## TASKS TO CARRY OUT
**A)** List every AI tool that the citation guide names in its title.
**B)** Retype the part of the citation guide starting at "How to Cite ChatGPT, Claude, and" and ending at "major style manuals.".

How to Cite ChatGPT, Claude, and Gemini in Academic Papers (APA, MLA, Chicago)
Complete 2026 guide to citing AI tools: APA 7, MLA 9, and Chicago formats for ChatGPT, Claude, and Gemini. Methods-section disclosure templates included.
Academic citation practice has caught up with AI tools. As of 2026, APA, MLA, and Chicago all have published guidance on how to cite AI-generated content, and the majority of universities have formal policies requiring disclosure of AI use even when no AI-generated content appears verbatim. This guide covers what to cite, what to disclose, and the specific formatting conventions across the three major style manuals.
If you are looking for the broader picture of when AI use is appropriate at all, see our AI academic integrity guide. If you want the pattern for citing AI-generated content outside academic papers (blog posts, essays, creative writing), see how to cite AI-generated content. This piece is the academic-specific reference for APA 7, MLA 9, and Chicago.
Should You Cite AI-Generated Content At All?

[Entries drawn from a collection]
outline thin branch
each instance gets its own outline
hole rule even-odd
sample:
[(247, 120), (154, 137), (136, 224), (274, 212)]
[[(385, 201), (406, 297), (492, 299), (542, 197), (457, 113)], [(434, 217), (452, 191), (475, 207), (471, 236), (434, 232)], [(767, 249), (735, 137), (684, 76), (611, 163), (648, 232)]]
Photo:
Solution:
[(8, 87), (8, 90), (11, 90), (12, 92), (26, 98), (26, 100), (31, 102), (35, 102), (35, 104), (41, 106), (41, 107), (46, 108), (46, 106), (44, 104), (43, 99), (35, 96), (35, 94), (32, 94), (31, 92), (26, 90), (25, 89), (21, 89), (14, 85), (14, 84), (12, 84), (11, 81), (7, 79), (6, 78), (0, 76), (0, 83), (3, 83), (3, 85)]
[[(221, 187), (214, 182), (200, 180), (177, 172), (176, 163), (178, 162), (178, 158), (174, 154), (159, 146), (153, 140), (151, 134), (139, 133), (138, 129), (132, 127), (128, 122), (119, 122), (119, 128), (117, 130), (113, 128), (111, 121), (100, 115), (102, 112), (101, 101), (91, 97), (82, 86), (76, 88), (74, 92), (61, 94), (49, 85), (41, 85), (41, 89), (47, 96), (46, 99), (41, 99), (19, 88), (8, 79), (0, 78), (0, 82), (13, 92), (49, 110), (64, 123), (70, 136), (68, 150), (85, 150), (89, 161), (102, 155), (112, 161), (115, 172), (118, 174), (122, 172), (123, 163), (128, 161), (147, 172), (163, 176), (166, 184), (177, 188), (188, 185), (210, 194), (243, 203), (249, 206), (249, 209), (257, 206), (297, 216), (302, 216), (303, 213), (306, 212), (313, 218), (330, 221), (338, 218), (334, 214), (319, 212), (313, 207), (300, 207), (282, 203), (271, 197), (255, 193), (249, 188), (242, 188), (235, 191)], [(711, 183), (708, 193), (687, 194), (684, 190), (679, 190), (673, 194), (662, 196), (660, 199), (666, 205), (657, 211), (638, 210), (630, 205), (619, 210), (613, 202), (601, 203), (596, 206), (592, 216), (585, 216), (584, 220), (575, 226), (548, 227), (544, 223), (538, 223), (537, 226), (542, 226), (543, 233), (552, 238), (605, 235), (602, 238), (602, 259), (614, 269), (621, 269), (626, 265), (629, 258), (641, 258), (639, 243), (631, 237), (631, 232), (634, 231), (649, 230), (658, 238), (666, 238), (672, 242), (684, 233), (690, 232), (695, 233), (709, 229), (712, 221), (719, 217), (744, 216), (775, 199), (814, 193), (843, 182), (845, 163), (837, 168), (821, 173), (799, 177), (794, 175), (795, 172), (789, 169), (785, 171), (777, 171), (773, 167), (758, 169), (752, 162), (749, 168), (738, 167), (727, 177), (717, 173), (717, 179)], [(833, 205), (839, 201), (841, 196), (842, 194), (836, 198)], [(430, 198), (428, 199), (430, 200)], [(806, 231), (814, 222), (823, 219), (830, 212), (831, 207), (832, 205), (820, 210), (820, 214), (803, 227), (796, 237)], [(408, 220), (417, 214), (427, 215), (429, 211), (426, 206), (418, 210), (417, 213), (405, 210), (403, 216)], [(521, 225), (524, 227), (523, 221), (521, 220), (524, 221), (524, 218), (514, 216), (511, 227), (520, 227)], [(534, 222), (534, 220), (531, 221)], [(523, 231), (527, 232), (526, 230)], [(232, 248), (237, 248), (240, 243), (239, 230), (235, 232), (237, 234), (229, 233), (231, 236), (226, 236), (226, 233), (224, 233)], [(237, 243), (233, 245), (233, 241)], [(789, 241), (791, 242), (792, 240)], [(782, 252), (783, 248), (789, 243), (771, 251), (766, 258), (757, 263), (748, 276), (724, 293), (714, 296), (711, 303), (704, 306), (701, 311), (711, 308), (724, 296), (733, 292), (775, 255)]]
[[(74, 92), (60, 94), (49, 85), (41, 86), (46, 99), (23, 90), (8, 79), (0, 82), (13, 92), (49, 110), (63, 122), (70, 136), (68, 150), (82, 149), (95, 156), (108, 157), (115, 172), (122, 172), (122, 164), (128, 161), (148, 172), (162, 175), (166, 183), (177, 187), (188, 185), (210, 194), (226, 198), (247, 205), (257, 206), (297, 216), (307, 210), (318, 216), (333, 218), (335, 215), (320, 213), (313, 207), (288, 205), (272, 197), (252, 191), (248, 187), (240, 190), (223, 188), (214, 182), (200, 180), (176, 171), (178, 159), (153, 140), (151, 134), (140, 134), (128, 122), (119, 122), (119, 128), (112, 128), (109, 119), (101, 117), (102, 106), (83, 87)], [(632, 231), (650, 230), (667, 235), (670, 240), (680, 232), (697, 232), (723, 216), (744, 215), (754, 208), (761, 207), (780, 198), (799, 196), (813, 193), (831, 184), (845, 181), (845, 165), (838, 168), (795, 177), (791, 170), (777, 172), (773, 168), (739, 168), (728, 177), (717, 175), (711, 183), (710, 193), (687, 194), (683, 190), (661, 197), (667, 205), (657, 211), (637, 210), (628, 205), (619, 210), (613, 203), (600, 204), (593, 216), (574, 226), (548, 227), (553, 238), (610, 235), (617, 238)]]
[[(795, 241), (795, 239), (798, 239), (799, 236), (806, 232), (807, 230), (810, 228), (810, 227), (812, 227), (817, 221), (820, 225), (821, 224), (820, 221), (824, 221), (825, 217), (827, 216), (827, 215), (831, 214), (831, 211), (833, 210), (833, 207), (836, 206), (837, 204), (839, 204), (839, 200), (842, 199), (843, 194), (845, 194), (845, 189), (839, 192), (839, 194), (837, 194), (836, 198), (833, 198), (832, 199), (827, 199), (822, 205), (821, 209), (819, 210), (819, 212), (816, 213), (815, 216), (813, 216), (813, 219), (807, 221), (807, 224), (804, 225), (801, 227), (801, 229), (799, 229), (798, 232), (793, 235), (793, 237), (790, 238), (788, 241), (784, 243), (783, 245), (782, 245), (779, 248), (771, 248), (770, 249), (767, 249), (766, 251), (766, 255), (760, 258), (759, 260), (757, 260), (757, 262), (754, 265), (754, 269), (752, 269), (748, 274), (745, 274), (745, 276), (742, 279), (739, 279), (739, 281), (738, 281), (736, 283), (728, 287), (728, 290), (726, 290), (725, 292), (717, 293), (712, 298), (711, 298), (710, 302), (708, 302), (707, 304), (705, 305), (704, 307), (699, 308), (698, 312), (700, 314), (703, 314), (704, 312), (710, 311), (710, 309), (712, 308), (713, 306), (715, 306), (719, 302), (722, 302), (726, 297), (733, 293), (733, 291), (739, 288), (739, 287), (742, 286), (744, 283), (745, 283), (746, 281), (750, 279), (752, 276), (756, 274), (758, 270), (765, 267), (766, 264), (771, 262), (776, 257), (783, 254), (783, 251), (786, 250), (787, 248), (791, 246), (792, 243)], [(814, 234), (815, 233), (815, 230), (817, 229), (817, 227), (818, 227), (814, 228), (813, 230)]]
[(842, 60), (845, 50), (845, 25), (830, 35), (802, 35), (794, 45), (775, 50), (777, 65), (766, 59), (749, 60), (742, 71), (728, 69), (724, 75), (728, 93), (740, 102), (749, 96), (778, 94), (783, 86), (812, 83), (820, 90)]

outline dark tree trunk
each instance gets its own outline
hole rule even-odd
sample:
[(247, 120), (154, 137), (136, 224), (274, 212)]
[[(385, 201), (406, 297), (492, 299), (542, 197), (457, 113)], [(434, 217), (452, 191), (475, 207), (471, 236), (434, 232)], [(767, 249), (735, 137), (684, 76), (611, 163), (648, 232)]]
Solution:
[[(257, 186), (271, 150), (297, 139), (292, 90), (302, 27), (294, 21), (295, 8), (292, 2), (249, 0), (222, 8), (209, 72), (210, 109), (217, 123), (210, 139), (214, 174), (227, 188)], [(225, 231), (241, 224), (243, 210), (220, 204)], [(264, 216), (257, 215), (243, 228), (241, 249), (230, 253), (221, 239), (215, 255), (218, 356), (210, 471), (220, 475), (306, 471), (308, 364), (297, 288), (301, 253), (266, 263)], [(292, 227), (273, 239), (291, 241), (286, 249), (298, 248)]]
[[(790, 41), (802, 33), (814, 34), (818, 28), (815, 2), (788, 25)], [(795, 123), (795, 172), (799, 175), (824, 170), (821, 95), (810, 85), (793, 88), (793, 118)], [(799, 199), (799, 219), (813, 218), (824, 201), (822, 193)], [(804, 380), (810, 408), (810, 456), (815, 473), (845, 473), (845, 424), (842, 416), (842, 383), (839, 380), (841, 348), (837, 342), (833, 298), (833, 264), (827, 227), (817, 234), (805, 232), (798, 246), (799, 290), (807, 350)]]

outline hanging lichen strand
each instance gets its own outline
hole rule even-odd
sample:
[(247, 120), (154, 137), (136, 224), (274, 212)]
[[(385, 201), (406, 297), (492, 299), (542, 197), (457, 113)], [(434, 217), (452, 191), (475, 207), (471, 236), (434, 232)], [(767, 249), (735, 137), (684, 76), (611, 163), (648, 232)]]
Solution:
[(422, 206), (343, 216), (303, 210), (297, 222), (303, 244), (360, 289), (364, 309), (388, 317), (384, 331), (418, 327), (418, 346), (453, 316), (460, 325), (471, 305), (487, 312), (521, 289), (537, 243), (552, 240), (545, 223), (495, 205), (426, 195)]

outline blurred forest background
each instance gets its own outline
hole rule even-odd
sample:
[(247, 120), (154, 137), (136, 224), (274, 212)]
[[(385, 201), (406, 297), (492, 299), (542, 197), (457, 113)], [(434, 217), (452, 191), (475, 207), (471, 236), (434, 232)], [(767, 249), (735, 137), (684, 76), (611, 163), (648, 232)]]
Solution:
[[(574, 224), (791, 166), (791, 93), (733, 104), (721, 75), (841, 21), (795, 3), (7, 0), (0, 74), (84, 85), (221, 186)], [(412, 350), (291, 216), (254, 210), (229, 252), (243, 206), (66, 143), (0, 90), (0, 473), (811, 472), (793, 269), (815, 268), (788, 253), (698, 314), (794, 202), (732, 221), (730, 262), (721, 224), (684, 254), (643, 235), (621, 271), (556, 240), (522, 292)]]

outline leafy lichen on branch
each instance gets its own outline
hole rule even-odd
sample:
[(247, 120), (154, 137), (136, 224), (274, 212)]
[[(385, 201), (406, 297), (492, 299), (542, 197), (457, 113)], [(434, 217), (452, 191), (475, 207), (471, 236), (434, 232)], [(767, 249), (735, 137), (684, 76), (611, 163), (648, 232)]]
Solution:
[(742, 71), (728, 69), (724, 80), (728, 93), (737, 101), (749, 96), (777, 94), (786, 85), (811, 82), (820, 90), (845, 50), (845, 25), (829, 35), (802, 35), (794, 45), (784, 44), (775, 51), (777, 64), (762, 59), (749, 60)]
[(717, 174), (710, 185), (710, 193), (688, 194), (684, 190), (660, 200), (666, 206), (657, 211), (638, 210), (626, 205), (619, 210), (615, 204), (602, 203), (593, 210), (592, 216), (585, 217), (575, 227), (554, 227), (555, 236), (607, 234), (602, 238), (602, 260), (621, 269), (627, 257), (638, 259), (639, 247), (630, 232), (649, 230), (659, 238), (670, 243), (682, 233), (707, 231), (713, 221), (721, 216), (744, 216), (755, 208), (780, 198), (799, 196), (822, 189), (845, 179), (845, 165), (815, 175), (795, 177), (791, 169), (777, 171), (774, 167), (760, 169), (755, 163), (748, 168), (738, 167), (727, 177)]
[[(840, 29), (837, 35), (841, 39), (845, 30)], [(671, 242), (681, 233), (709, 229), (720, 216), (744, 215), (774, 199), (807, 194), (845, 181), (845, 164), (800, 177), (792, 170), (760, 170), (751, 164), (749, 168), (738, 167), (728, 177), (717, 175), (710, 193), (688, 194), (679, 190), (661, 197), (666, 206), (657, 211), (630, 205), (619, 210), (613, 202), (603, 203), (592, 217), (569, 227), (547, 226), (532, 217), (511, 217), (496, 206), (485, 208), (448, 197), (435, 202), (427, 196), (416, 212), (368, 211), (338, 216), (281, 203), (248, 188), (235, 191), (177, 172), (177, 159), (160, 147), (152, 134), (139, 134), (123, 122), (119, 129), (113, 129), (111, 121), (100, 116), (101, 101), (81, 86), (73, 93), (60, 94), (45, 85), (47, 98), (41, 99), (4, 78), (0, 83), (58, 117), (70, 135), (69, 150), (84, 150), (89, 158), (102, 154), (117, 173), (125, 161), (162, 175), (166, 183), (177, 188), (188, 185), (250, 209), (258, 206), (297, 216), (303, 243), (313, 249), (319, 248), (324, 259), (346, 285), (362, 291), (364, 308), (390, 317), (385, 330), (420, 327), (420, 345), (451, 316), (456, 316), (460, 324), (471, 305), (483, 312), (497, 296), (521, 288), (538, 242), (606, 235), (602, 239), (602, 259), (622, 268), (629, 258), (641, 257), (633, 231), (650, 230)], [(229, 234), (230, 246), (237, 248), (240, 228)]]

## COMPLETED EXERCISE
**A)** ChatGPT, Claude, Gemini

**B)**
How to Cite ChatGPT, Claude, and Gemini in Academic Papers (APA, MLA, Chicago)
Complete 2026 guide to citing AI tools: APA 7, MLA 9, and Chicago formats for ChatGPT, Claude, and Gemini. Methods-section disclosure templates included.
Academic citation practice has caught up with AI tools. As of 2026, APA, MLA, and Chicago all have published guidance on how to cite AI-generated content, and the majority of universities have formal policies requiring disclosure of AI use even when no AI-generated content appears verbatim. This guide covers what to cite, what to disclose, and the specific formatting conventions across the three major style manuals.